Pour chacune des affirmations suivantes, dites par oui ou par non si elle concorde avec le texte sur le SDF au Cameroun, en citant mot pour mot les mots du texte qui tranchent.
(a) Le SDF compte aujourd’hui cinq sièges à l’Assemblée nationale.
(b) La dernière réunion du Nec s’est tenue à Bamenda.
(c) En 2018, le candidat du SDF a obtenu 17,40 % des voix.

**TEXTE ÉTUDIÉ**.
▬▬▬▬▬▬

Cameroun: Le parti politique SDF à la croisée des chemins

Le SDF et le RDPC en complicité

La situation dans laquelle se trouve aujourd’hui le Sdf est très inconfortable pour la vitalité du jeu démocratique au Cameroun.

L’évolution de ses (contre)performances électorales laisse craindre une mort lente du mouvement lancé par Ni John Fru Ndi, il y a 30 ans. Si en 1992, lors de sa première aventure présidentielle, le parti a échoué tout près des buts avec 35, 93% contre 39,97% au candidat du Rdpc, le poulain du Sdf est descendu à 17,40% en 2004 pendant que Paul Biya, le vainqueur l’avait emporté avec 70,92%. En 2018, ce fut tout simplement une bérézina électorale. Le candidat du Sdf, Joshua Nambangi Osih a enregistré 3,35%, pire score de l’histoire de ce parti. La même tendance s’observe pour les autres scrutins où le Sdf part de 43 députés en 1997 pour n’obtenir que 5 sièges aujourd’hui à l’Assemblée nationale. Avec quatre communes qu’il contrôle aujourd’hui contre 61 en 1996, le parti a l’air d’amorcer véritablement son effondrement. C’est donc un Sdf atomisé, dynamité et exsangue qui tente aujourd’hui de faire son diagnostic afin de remonter la pente. La dernière réunion du Nec tenue, non pas à Bamenda comme d’habitude mais à Yaoundé, s’est donc inquiété de l’ampleur de cet effondrement. Ni John Fru Ndi et ses lieutenants ont essayé de trouver un diagnostic et de prescrire une thérapie de choc. Ce naufrage s’est nourri au fil des ans de plusieurs causes bien plus profondes.

Le départ ou la mise à l’écart de plusieurs grosses pointures dont certaines étaient les « founding fathers » du parti a été le point de départ des difficultés actuelles du parti. L’utilisation du fameux 8.2 a conduit à une véritable saignée du parti. Ils sont nombreux ces hauts cadres du Sdf qui ont quitté la barque à cause de ce célèbre article des statuts et règlement intérieur, pour se frayer d’autres chemins. C’est le cas par exemple des militants comme Basile Kamdoum, Mahamat Souleyman, Maïdadi Saïdou, Aladji Sani, Charly Gabriel Mbock, Pierre Kwemo, Bernard Muna, Tazoacha Asonganyi, Elisabeth Tumajong, Joseph Wirba. Quoi qu’on dise, la démission, le retrait ou l’exclusion de plusieurs responsables a privé le parti de ses cadres les plus influents. Cette coulée s’est aggravée avec la mort des deux poids lourds de cette formation politique: Me Joseph Mbah Ndam ou de l’honorable Joseph Banadzem Lukong.

▬▬▬▬▬▬

**LISTE DES ENREGISTREMENTS**.
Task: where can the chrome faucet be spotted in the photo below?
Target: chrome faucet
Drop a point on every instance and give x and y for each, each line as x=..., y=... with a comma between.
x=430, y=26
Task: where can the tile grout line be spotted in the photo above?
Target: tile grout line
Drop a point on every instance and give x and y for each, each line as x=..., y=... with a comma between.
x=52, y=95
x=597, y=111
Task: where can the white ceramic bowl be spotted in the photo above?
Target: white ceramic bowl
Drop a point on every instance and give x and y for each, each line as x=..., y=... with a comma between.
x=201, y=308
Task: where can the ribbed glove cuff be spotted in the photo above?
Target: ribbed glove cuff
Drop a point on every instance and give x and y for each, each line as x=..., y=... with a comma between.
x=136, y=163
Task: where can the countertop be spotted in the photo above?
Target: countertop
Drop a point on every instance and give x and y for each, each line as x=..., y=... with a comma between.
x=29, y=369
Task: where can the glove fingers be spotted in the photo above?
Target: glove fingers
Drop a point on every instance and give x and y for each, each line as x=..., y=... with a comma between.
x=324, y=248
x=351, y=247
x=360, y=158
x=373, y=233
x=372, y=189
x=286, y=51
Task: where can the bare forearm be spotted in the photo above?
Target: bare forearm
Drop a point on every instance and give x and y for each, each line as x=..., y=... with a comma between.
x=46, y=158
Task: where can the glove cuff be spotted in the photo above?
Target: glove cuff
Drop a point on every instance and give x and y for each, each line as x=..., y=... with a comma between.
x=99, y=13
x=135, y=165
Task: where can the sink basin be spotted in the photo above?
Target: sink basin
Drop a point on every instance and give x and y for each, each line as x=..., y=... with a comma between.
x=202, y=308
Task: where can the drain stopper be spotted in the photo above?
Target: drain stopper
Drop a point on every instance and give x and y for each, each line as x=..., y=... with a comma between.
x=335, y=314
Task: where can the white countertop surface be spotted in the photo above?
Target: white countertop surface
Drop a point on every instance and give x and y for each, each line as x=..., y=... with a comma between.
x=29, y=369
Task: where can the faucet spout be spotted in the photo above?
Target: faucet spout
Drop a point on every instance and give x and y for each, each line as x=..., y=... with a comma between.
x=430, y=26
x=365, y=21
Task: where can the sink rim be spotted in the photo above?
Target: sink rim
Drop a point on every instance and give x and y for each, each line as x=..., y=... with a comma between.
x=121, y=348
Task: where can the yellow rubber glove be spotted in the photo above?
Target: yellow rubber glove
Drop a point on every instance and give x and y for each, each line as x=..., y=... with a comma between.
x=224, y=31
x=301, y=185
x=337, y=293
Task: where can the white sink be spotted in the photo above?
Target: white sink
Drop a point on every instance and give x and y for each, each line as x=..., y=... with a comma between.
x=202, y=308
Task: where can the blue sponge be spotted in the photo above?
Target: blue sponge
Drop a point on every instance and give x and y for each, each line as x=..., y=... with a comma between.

▬▬▬▬▬▬

**VOTRE RÉPONSE**.
(a) Oui : « pour n’obtenir que 5 sièges aujourd’hui à l’Assemblée nationale ».
(b) Non : « La dernière réunion du Nec tenue, non pas à Bamenda comme d’habitude mais à Yaoundé ».
(c) Non : « Le candidat du Sdf, Joshua Nambangi Osih a enregistré 3,35%, pire score de l’histoire de ce parti. »